This is not surprising. Poor or rich, if you have good family support, you have a much better chance at success. This can be seen with rich kids with absent/uncaring parents blowing all of their money within a couple of years/going to jail/becoming alcoholics or drug addicts.

billy99k | 12 hours ago

Academic success depends on intelligence, creativity, but also the way you speak. Being someone coming from the outside (first in my family to do a PhD) this is something I discuss frequently with others that are in similar positions. We don’t struggle with research so much as understanding how to write in the same language, understanding what is “novel” or rather how to convey something is novel and not explain in a way that makes it obvious post hoc. Understanding which research topics are worthy or not. Some of this is even true for people who transfer fields. So I would expect you can find a gradient of the success compared to how closely aligned the child is to their parent’s research.

godelski | 10 hours ago

I think this result is obvious to anyone who has spent any time in the academic world, although it is nice to see some solid numbers behind it.

The harsh truth is that key to academic career advancement is who you know much more than what you know. I every single person I knew in graduate school who got a postdoc position did so through informal means (i.e. knowing someone who knew someone), and having letters of recommendation written by the right people from the right departments at the right schools opens all sorts of doors to the academic hierarchy that would otherwise be closed.

gtmitchell | 12 hours ago

I don't think it's nurture as the article suggests. Academic success (I define it as getting a permanent position) is mainly finding a researcher or research group that likes you. That's basically it. It's who you know.

vouaobrasil | 10 hours ago

Getting into a PhD program requires a lot of preparation soon after entering college. Having a parent with a PhD probably helps a lot to guide their child towards the necessary steps to get into a good program. I was totally clueless and thought just a high GPA would suffice and I had to spend 3 years improving my credentials to get into a PhD program. A lot of my peers had parents who were professors.

chriskanan | 9 hours ago

There's already a gazillion sociological studies on this subject from the 70s onward.

Galanwe | 10 hours ago

Even if we pretend nepotism doesn't exists, academia is still not a strict meritocracy. In addition to merit, at least two factors play an important role in success, which having a good mentor helps a lot.

1) Tacit knowledge. In many fields, there are important information only accessible from having a mentor like heuristics, insider information, in-lab techniques etc.

2) Investment opportunities. A good adviser is often good at spotting opportunities for their students. It's also common for an academic adviser to share their most valuable opportunities with their students.

It's clear to me that the ideal of meritocracy (talent and hard work leads to success) does not hold in academia, and maybe not anywhere. Having a good mentor gives you extremely valuable information that contribute to success. On the other hand, I am not sure this can be fixed or even needs fixing. I think it's healthy for academics to be partially siloed, so that they can develop their unique approaches and maintain a healthy diversity for the field.

kzz102 | 8 hours ago

Genes play a huge role in individual variability of outcomes, whether it's leanness or obesity, strength, cardio/fitness, academic ability etc.

An example I like to give is, my junior high school had an annual writing competition. The winners were so far ahead in terms of ability ,which was evident when they read their stories aloud , that such ability had to have been divined in some way. There is no way you can be competitive when some have such a huge head start due to genes.

paulpauper | 9 hours ago

It's the Mathew principle all the way down.

Actually it's a bit worse, in the sense that if you exhibit competence without the "appropriate pedigree" all you'll get is punishment.

*LISTED RECORDS*
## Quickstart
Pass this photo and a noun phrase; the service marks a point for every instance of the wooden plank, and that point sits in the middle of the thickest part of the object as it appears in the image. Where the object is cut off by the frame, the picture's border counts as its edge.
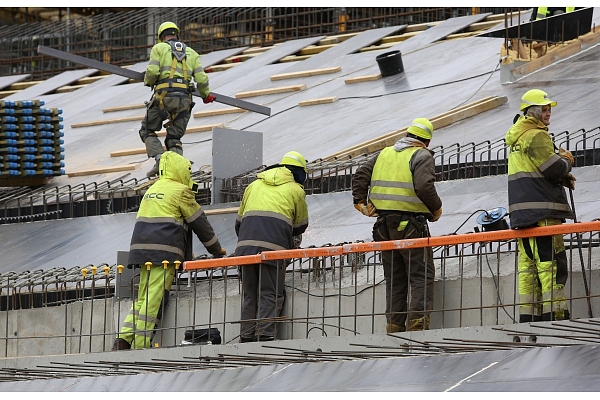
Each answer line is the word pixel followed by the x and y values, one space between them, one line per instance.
pixel 263 92
pixel 302 74
pixel 547 59
pixel 221 111
pixel 323 100
pixel 364 78
pixel 312 50
pixel 108 121
pixel 438 122
pixel 124 108
pixel 104 170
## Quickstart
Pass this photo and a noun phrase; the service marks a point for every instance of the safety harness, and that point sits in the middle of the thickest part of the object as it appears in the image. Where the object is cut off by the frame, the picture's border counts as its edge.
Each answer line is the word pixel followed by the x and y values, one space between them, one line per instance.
pixel 172 83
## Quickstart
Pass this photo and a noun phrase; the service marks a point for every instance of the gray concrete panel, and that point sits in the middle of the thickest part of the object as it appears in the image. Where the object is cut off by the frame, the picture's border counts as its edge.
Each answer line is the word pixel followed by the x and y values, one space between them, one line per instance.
pixel 555 369
pixel 330 56
pixel 437 32
pixel 215 57
pixel 6 81
pixel 51 84
pixel 270 56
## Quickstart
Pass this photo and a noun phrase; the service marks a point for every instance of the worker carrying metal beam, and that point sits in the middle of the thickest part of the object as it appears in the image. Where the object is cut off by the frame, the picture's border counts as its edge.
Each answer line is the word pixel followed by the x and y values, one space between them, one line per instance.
pixel 536 197
pixel 170 71
pixel 397 187
pixel 168 214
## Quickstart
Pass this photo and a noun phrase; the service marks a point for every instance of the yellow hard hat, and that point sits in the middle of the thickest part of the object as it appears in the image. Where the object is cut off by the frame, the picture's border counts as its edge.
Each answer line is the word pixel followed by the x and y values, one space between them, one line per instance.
pixel 421 127
pixel 536 97
pixel 294 158
pixel 164 26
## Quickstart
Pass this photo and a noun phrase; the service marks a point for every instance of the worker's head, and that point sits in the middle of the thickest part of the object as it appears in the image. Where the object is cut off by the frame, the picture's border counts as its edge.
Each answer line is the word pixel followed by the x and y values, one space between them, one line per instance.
pixel 167 29
pixel 536 103
pixel 177 168
pixel 296 163
pixel 421 128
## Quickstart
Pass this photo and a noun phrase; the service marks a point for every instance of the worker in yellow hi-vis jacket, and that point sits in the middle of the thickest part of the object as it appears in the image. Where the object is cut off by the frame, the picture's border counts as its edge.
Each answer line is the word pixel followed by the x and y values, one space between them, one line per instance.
pixel 167 213
pixel 170 71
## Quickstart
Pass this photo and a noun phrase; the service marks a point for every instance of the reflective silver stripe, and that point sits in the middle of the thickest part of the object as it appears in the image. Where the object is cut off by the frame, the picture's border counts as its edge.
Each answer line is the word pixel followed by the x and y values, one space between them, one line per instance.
pixel 194 216
pixel 148 318
pixel 394 197
pixel 210 242
pixel 549 162
pixel 533 175
pixel 400 185
pixel 539 205
pixel 260 243
pixel 268 214
pixel 160 220
pixel 160 247
pixel 168 69
pixel 426 129
pixel 301 223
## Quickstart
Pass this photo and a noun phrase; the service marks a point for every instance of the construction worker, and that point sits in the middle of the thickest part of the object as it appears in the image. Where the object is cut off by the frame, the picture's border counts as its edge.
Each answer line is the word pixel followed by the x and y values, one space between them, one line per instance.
pixel 272 216
pixel 403 197
pixel 168 214
pixel 536 197
pixel 170 71
pixel 544 12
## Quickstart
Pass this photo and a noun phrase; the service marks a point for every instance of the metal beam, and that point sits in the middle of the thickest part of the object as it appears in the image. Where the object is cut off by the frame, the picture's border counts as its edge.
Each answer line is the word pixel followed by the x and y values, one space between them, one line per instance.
pixel 139 76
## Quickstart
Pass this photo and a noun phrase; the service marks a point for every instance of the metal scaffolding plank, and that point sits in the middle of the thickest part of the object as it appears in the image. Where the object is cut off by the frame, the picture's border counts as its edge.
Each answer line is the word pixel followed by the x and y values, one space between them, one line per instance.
pixel 6 81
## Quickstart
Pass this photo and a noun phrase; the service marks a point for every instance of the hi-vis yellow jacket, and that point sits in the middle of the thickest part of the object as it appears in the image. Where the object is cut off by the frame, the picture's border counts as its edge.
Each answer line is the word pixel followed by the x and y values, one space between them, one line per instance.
pixel 167 212
pixel 161 61
pixel 401 179
pixel 535 191
pixel 272 212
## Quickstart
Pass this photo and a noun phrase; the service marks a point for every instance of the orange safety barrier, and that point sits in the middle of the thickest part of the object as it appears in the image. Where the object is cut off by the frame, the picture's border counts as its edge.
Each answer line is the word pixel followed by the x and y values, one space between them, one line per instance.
pixel 435 241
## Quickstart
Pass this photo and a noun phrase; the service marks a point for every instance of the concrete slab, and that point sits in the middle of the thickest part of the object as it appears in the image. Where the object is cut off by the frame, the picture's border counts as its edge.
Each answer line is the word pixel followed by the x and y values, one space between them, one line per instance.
pixel 49 85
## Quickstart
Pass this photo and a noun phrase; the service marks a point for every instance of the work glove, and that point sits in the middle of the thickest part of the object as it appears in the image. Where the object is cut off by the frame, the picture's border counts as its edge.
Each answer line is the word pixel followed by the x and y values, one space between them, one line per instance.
pixel 436 215
pixel 566 154
pixel 209 99
pixel 568 181
pixel 367 209
pixel 297 241
pixel 222 253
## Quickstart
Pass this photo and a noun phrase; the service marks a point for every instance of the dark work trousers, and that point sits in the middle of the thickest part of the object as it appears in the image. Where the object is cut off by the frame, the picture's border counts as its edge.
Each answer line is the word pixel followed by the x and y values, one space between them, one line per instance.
pixel 176 129
pixel 402 268
pixel 263 287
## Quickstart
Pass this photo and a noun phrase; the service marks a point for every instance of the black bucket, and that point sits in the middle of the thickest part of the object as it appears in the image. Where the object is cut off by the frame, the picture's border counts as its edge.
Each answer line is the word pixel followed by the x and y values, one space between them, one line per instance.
pixel 390 63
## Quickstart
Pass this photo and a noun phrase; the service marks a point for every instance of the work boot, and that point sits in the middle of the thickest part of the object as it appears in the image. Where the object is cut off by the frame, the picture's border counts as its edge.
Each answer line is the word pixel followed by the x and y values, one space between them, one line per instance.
pixel 153 171
pixel 392 328
pixel 418 324
pixel 120 344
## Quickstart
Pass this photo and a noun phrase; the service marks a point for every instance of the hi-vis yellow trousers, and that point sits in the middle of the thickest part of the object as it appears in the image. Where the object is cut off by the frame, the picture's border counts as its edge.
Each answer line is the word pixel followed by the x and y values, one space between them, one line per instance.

*DIRECTIONS FOR THIS TASK*
Could you extract, word for word, the passage of the discussion about academic success that runs between "Even if we pretend" and "in-lab techniques etc.", inclusive?

*REPLY*
Even if we pretend nepotism doesn't exists, academia is still not a strict meritocracy. In addition to merit, at least two factors play an important role in success, which having a good mentor helps a lot.

1) Tacit knowledge. In many fields, there are important information only accessible from having a mentor like heuristics, insider information, in-lab techniques etc.